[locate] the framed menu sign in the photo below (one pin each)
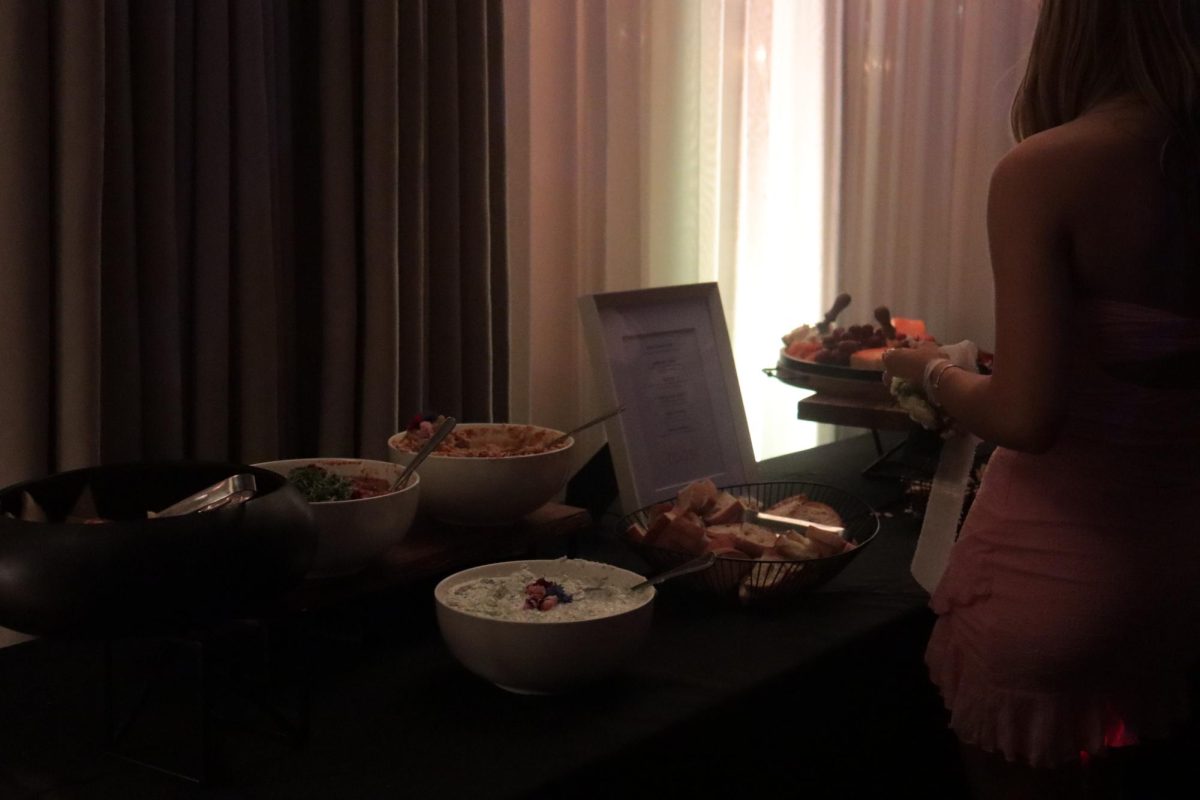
(664, 354)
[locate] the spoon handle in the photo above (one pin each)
(585, 426)
(695, 565)
(423, 453)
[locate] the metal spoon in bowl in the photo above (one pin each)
(598, 420)
(687, 567)
(423, 453)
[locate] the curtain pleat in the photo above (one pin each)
(123, 431)
(412, 218)
(246, 229)
(27, 342)
(378, 374)
(445, 320)
(211, 238)
(925, 95)
(76, 217)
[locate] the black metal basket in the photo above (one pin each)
(755, 581)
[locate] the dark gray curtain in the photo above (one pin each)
(246, 229)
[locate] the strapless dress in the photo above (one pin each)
(1069, 611)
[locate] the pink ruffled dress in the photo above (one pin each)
(1069, 612)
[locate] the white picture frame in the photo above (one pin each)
(665, 355)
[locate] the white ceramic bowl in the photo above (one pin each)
(543, 656)
(487, 491)
(351, 534)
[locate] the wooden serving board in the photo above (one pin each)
(832, 379)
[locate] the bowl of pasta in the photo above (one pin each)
(486, 473)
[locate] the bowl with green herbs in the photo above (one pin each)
(359, 510)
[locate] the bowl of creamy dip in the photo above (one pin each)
(544, 626)
(487, 473)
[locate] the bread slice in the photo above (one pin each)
(725, 509)
(799, 506)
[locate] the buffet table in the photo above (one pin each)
(825, 692)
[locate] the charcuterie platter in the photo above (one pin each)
(846, 361)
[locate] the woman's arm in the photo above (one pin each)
(1023, 403)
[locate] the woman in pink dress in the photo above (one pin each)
(1069, 613)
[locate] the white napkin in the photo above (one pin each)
(943, 510)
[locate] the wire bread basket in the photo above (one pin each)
(760, 581)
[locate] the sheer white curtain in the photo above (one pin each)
(787, 149)
(925, 94)
(655, 143)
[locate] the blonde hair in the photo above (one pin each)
(1087, 50)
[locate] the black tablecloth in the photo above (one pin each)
(827, 691)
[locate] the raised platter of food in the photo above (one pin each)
(845, 360)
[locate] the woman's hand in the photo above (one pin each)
(909, 362)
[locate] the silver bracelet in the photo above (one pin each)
(927, 382)
(937, 382)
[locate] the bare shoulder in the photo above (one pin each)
(1074, 170)
(1085, 155)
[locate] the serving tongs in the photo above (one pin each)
(775, 522)
(229, 492)
(839, 305)
(447, 426)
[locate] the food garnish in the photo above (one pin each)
(543, 595)
(318, 485)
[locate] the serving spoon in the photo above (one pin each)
(597, 420)
(687, 567)
(424, 452)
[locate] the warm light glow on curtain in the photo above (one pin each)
(787, 149)
(667, 142)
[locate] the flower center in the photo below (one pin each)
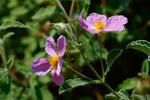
(54, 62)
(99, 25)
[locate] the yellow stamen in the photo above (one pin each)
(54, 62)
(99, 25)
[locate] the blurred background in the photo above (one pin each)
(27, 44)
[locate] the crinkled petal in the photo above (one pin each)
(116, 23)
(59, 67)
(50, 46)
(61, 45)
(93, 18)
(82, 22)
(41, 66)
(58, 79)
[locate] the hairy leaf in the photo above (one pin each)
(44, 13)
(128, 84)
(145, 69)
(140, 45)
(12, 24)
(112, 56)
(72, 83)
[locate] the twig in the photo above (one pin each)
(71, 9)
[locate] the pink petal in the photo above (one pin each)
(82, 22)
(50, 47)
(41, 66)
(116, 23)
(94, 18)
(91, 20)
(58, 79)
(59, 67)
(61, 45)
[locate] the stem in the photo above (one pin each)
(77, 72)
(91, 67)
(110, 89)
(3, 56)
(101, 60)
(71, 9)
(62, 8)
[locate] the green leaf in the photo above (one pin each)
(10, 62)
(128, 84)
(123, 94)
(140, 45)
(46, 95)
(73, 83)
(12, 24)
(85, 7)
(112, 56)
(8, 35)
(44, 13)
(145, 69)
(3, 73)
(137, 97)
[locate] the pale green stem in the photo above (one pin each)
(101, 60)
(91, 67)
(3, 56)
(77, 72)
(62, 8)
(110, 89)
(71, 9)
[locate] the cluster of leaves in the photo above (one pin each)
(26, 23)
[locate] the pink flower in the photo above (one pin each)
(96, 23)
(42, 66)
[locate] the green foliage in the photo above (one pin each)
(12, 24)
(26, 24)
(145, 69)
(44, 13)
(128, 84)
(122, 93)
(73, 83)
(140, 45)
(8, 35)
(112, 56)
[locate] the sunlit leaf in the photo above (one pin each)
(8, 35)
(12, 24)
(128, 84)
(145, 69)
(44, 13)
(140, 45)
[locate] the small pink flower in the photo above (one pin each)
(96, 23)
(42, 66)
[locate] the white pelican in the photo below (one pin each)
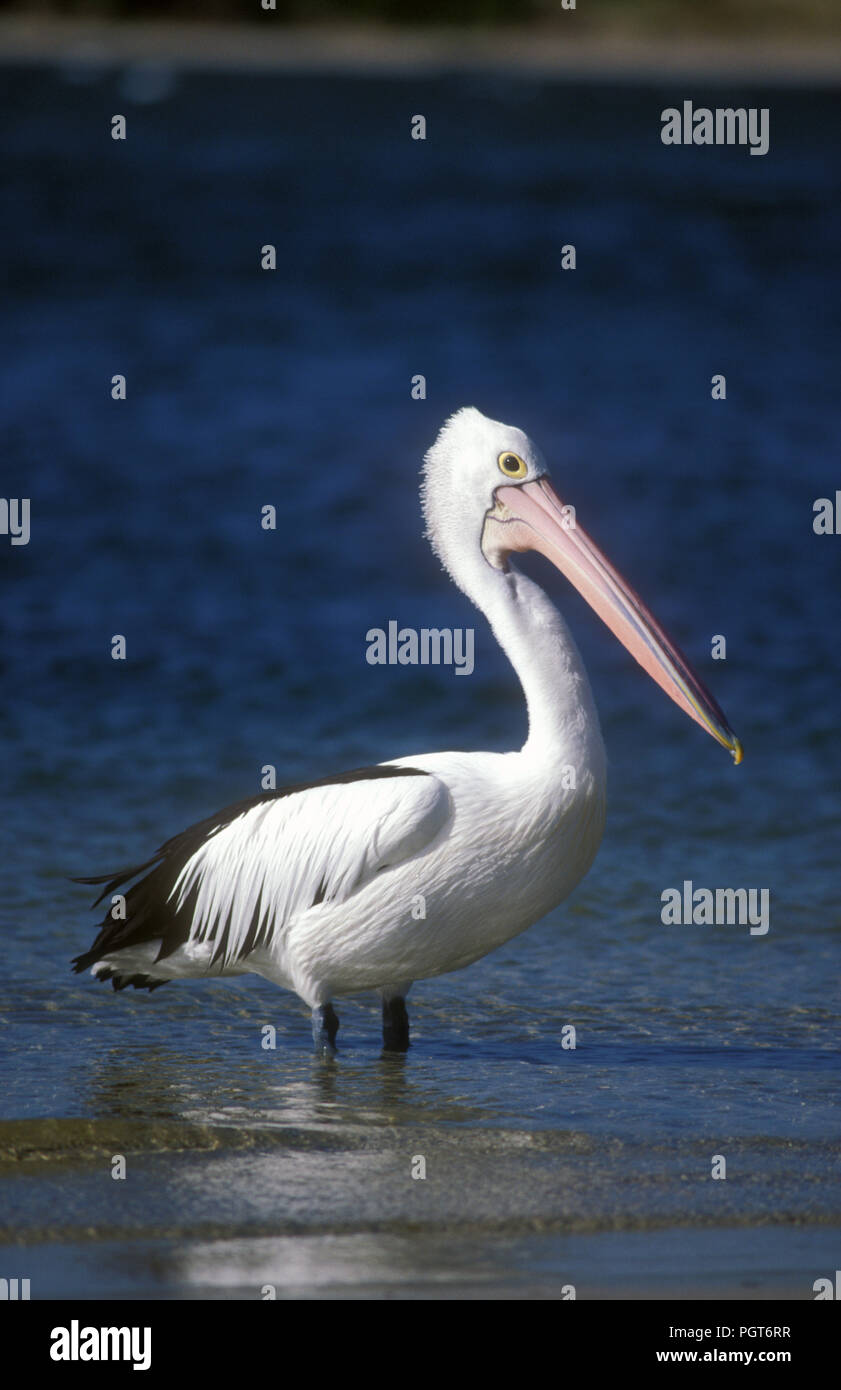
(317, 886)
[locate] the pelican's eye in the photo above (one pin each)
(512, 466)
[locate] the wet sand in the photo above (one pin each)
(560, 52)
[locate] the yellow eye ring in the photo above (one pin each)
(512, 464)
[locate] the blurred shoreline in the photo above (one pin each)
(380, 50)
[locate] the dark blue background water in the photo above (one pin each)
(248, 647)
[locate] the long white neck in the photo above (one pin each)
(563, 724)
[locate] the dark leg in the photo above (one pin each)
(325, 1026)
(395, 1025)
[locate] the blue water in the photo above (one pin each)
(248, 648)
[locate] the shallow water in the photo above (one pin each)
(544, 1165)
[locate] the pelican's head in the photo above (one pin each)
(487, 495)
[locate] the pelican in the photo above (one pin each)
(417, 866)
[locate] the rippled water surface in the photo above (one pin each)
(545, 1166)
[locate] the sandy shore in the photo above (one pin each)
(335, 49)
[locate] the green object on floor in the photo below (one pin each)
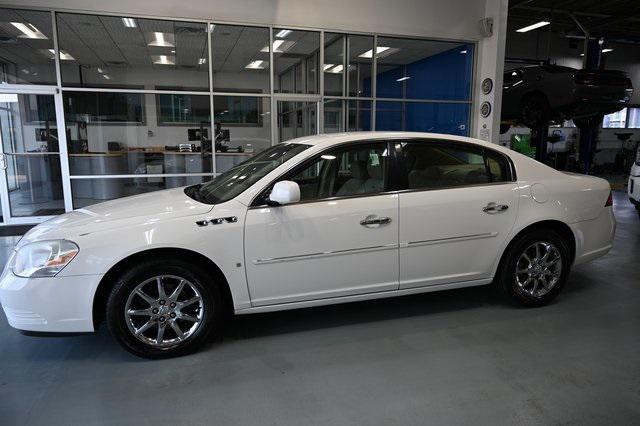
(522, 143)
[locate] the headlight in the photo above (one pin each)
(43, 258)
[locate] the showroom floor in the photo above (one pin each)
(457, 357)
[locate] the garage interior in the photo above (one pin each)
(454, 357)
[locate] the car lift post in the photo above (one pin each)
(539, 136)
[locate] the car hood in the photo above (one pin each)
(151, 207)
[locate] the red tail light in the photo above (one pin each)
(609, 202)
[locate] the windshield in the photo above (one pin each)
(235, 181)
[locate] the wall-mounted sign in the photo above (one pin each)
(487, 86)
(485, 109)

→ **Problem description**:
Rewrite the stretch of entries from the line containing "[locate] the showroom" through the end of the entries, both ends included, and keep the [locate] lines as they are. In every answer, multiply each coordinate by 0.9 and round it to a whole number, with halves rounded up.

→ **Solution for this task**:
[locate] the showroom floor in the photo above (one pin each)
(411, 321)
[locate] the garage interior in the photo above (one pin each)
(409, 321)
[locate] the car lift post in the photo above (one pin each)
(485, 122)
[locate] the car hood in the photo above (one pin each)
(136, 186)
[locate] the red tail light in the photo above (one pin each)
(548, 182)
[locate] the windshield in the photo above (one pin each)
(212, 163)
[locate] the wall-mounted sign in the photo above (one pin each)
(438, 77)
(437, 98)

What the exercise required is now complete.